- **Requirements**
Copy out, exactly as written, only the line containing "Question. Identify every instance of the brown" and the lines after it through the end of the records.

- **Data to process**
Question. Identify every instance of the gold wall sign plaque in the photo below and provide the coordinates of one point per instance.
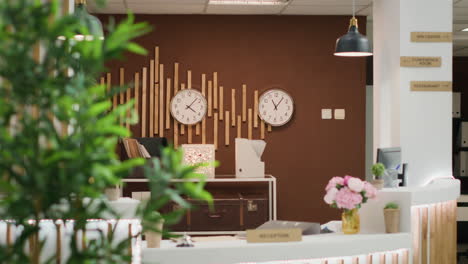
(406, 61)
(274, 235)
(431, 86)
(431, 36)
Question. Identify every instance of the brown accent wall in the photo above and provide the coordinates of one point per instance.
(295, 53)
(460, 82)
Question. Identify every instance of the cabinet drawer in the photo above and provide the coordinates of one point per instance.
(255, 212)
(225, 216)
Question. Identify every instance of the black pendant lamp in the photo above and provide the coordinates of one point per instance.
(353, 44)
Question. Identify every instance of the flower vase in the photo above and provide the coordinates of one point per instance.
(350, 221)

- **Correct result**
Question. Identify every instance of the brown accent wall in the photo above and provide the coordinates of one point per instance.
(295, 53)
(460, 82)
Question. Identify every instance of the cabinet drawer in the photo above and provide the coordinates of one point per instance.
(255, 212)
(225, 216)
Question. Identify every instance of the black pendant lamp in the photo above and provide the coordinates of one point per instance.
(353, 44)
Question. Identify every instance of the flower vase in the photo above and provide the coordinates of one point per instance.
(350, 221)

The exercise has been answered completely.